_Exercise objective_
Return verbatim the lines of the rows below, from the line holding "For the evaluation, point out each instance of the terracotta" through the last line of the rows, inclusive.

════

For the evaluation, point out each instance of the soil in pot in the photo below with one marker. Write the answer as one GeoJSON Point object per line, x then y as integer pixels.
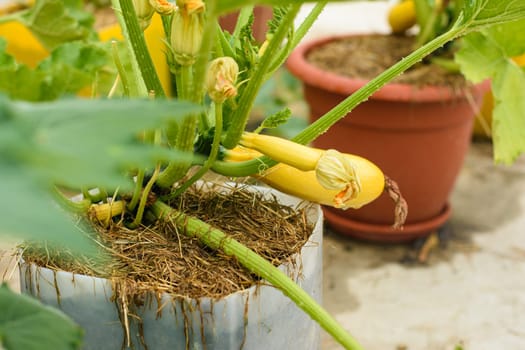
{"type": "Point", "coordinates": [416, 129]}
{"type": "Point", "coordinates": [367, 56]}
{"type": "Point", "coordinates": [177, 270]}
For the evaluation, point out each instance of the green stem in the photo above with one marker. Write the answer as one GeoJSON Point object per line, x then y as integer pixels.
{"type": "Point", "coordinates": [186, 82]}
{"type": "Point", "coordinates": [241, 114]}
{"type": "Point", "coordinates": [14, 17]}
{"type": "Point", "coordinates": [211, 158]}
{"type": "Point", "coordinates": [136, 38]}
{"type": "Point", "coordinates": [321, 125]}
{"type": "Point", "coordinates": [216, 239]}
{"type": "Point", "coordinates": [184, 142]}
{"type": "Point", "coordinates": [138, 189]}
{"type": "Point", "coordinates": [298, 35]}
{"type": "Point", "coordinates": [224, 43]}
{"type": "Point", "coordinates": [77, 207]}
{"type": "Point", "coordinates": [144, 198]}
{"type": "Point", "coordinates": [446, 63]}
{"type": "Point", "coordinates": [242, 19]}
{"type": "Point", "coordinates": [122, 73]}
{"type": "Point", "coordinates": [208, 38]}
{"type": "Point", "coordinates": [427, 30]}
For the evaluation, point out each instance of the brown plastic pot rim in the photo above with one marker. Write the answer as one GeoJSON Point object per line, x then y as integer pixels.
{"type": "Point", "coordinates": [410, 230]}
{"type": "Point", "coordinates": [316, 77]}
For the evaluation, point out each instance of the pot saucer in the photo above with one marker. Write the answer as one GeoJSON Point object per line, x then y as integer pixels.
{"type": "Point", "coordinates": [385, 233]}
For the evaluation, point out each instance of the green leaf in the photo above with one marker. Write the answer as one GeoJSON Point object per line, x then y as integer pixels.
{"type": "Point", "coordinates": [56, 21]}
{"type": "Point", "coordinates": [509, 113]}
{"type": "Point", "coordinates": [487, 55]}
{"type": "Point", "coordinates": [484, 13]}
{"type": "Point", "coordinates": [93, 143]}
{"type": "Point", "coordinates": [71, 67]}
{"type": "Point", "coordinates": [480, 57]}
{"type": "Point", "coordinates": [28, 212]}
{"type": "Point", "coordinates": [276, 119]}
{"type": "Point", "coordinates": [26, 324]}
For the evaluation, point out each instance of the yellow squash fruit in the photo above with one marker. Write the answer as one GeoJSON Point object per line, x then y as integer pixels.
{"type": "Point", "coordinates": [402, 16]}
{"type": "Point", "coordinates": [305, 184]}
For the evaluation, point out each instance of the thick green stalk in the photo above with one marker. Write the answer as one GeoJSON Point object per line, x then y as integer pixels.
{"type": "Point", "coordinates": [184, 142]}
{"type": "Point", "coordinates": [208, 39]}
{"type": "Point", "coordinates": [134, 34]}
{"type": "Point", "coordinates": [211, 158]}
{"type": "Point", "coordinates": [77, 207]}
{"type": "Point", "coordinates": [322, 125]}
{"type": "Point", "coordinates": [216, 239]}
{"type": "Point", "coordinates": [298, 35]}
{"type": "Point", "coordinates": [241, 114]}
{"type": "Point", "coordinates": [144, 198]}
{"type": "Point", "coordinates": [338, 112]}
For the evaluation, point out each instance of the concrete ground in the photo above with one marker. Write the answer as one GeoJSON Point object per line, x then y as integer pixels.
{"type": "Point", "coordinates": [468, 291]}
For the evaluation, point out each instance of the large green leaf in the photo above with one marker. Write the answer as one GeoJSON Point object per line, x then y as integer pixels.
{"type": "Point", "coordinates": [56, 21]}
{"type": "Point", "coordinates": [509, 113]}
{"type": "Point", "coordinates": [29, 213]}
{"type": "Point", "coordinates": [75, 143]}
{"type": "Point", "coordinates": [26, 324]}
{"type": "Point", "coordinates": [86, 142]}
{"type": "Point", "coordinates": [483, 13]}
{"type": "Point", "coordinates": [487, 55]}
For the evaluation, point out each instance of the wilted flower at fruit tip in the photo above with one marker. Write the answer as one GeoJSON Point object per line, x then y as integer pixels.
{"type": "Point", "coordinates": [186, 36]}
{"type": "Point", "coordinates": [191, 6]}
{"type": "Point", "coordinates": [221, 78]}
{"type": "Point", "coordinates": [144, 12]}
{"type": "Point", "coordinates": [334, 171]}
{"type": "Point", "coordinates": [163, 7]}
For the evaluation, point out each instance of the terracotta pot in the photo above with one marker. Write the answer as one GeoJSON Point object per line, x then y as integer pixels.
{"type": "Point", "coordinates": [262, 14]}
{"type": "Point", "coordinates": [417, 136]}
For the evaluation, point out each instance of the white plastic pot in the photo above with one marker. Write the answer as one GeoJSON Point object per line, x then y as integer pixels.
{"type": "Point", "coordinates": [261, 317]}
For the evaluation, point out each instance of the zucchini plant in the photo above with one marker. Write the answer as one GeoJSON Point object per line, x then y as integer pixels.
{"type": "Point", "coordinates": [493, 49]}
{"type": "Point", "coordinates": [138, 142]}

════

_Solved exercise_
For the evaluation, point out each instance of the terracotta pot in the photo above with one marker. Write the answer as one GeoJSON Point object per line, x then y as integer pixels.
{"type": "Point", "coordinates": [262, 14]}
{"type": "Point", "coordinates": [417, 136]}
For the evaluation, point out each instance of the white plastic pot in the photo above with one marker. Write the answer as one GeoJSON Point object per line, x then y as integer pixels.
{"type": "Point", "coordinates": [261, 317]}
For the evaluation, point out each instance of the zucchini plant in the photo above with one marker. Write the answer as one GeoJSON Point object per line, x then y as integer pixels.
{"type": "Point", "coordinates": [493, 49]}
{"type": "Point", "coordinates": [138, 142]}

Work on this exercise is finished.